* _WHAT YOU WILL DO_
1. From the text on women's social role, output the part from "However, even though" up to and including "her male counterpart.".
2. In the text on women's social role, what name is given to the area in which the husband and other men were in control?
3. Rewrite the paragraph of the text on women's social role that begins "However, even though much of society has changed" as a short list that keeps its main facts.

EXCERPT TO READ Start Marker

Women's Social Role In Society
Gender, as opposed to the physical classification of sex, has always been based upon societal construct. The current psychology of the masses dictates what proper or improper behavior for the given genders is. This has always been the way of things. In the 1900s in the United States of America, a woman's place was in the home. She was supposed to be the Angel in the House. In this role, a woman's purpose was to cook and clean and take care of her family. She was not allowed to busy herself with what was called the Public Sphere, wherein the husband and other men were in control. The wife's role was in the Private Sphere. This scenario, called the "Cult of Domesticity," gave women very little power. In this era, women did not have the right to vote, so females had no voice either in their homes or in their nation's government. Over time, women have been able to overcome this marginalization. Where before women could hold only menial jobs if they were among the poor, now women can hold nearly any job; even ones which would be historically male domains, like healthcare and law. The conflict of the modern age often stems from an intersection of gender and ethical dilemmas, both based upon societal rules.
Feminist ethics is slightly different than the accepted term that ethics has become. According to Walker (1989), "Feminist ethics is one which clarifies the moral legitimacy and necessity of the kinds of social, political, and personal changes that feminism demands in order to end male domination, or perhaps to end domination generally."
As gender is socially constructed, so too are the rules of behavior which fall under the blanket term of ethics. What is ethical is akin to what is right. That is to say, when a person is given a choice between decisions, one will be classifiable as the right thing and one will be classifiable as the wrong thing. The ethical person will choose what they believe is "right." Determining right vs. wrong behavior can be a challenging decision, especially considering that what society determines as belonging to either category can often change rapidly. To avoid this rather disconcerting and confusing debate, some people including Baier (1988), advocate the creation of individual ethics. This would allow for "respect for each person's individual rational will, or autonomy, and conformity to any implicit social contract such wills as deemed to have made" (Baier 1988).
However, even though much of society has changed, women are still psychologically minimized as the weaker sex, which effects how the world responds to them as a gendered whole rather than as individual people. Women who are unable or unwilling to live up the stereotypes of their socially constructed gender are decried as unwomanly and cast off to the margins of society (Friedman 1987). The idea of woman as caregivers is also why when the news informs the watching audience of a mother who has violated her maternal instinct and either abused or in some other way harmed her child, the average citizen tends to judge her more harshly than her male counterpart.
The classification of women as the weak or more emotional sex can have both positive and negative connotations. According to Baier (1988), it is the continued viewing of women as motherly and matronly that has kept them chained to societal designations of ethics. She writes, "As long as women could be got to assume responsibility for the care of home and children, the liberal morality could continue to be the official morality" (Baier 1988). If others were to take on the same roles that had once been strictly the parameter of the female, then they would be subject to the ethical guidelines of the female gender. Women are considered the life bringers and therefore it is their responsibility to not only sustain life, but to ensure the quality of life. Supposedly endowed with maternal instinct, women are assumed to be born to provide care for others. In the medical community, this "care ethic" has permeated every job held by a woman. According to Noddings (1984), the ethic of care refers not so much to the supposedly natural instinct of women to mother, but to the choices people make in an ideal world where they are the best forms of themselves (page 9).

EXCERPT TO READ End Marker
STORED DATA Start Marker

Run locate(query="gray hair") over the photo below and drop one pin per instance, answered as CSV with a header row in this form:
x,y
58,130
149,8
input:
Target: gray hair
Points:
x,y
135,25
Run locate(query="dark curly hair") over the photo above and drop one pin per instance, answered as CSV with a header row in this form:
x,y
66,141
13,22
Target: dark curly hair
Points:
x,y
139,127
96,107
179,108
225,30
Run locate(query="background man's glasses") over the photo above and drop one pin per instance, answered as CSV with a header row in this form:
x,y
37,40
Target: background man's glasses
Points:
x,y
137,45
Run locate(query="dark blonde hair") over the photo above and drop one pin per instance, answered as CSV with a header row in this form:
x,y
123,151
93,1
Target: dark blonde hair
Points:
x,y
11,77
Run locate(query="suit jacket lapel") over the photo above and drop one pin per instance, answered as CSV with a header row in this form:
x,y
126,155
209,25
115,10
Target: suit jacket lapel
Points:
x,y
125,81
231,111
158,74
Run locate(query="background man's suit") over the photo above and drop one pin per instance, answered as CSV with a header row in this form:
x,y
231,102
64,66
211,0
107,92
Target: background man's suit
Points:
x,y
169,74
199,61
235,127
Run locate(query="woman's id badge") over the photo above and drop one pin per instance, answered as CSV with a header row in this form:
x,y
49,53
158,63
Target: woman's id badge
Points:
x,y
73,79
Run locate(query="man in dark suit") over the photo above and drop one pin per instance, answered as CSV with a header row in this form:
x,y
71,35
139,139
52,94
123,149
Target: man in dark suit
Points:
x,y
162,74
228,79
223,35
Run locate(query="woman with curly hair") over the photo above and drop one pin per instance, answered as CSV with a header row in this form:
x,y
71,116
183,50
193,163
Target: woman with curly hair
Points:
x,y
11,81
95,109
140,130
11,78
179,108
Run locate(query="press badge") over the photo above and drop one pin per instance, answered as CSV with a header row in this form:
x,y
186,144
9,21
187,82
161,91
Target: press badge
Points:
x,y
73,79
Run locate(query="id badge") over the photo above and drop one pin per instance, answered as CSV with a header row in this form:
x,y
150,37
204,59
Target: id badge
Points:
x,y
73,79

STORED DATA End Marker

* _OUTPUTS BY TASK_
1.
However, even though much of society has changed, women are still psychologically minimized as the weaker sex, which effects how the world responds to them as a gendered whole rather than as individual people. Women who are unable or unwilling to live up the stereotypes of their socially constructed gender are decried as unwomanly and cast off to the margins of society (Friedman 1987). The idea of woman as caregivers is also why when the news informs the watching audience of a mother who has violated her maternal instinct and either abused or in some other way harmed her child, the average citizen tends to judge her more harshly than her male counterpart.

2. The Public Sphere.

3.
- Although much of society has changed, women are still psychologically minimized as the weaker sex.
- Because of this, the world responds to women as a gendered whole rather than as individual people.
- Women who cannot or will not live up to the stereotypes of their socially constructed gender are called unwomanly and pushed to the margins of society (Friedman 1987).
- Because women are seen as caregivers, the average citizen tends to judge a mother in the news who has abused or harmed her child more harshly than her male counterpart.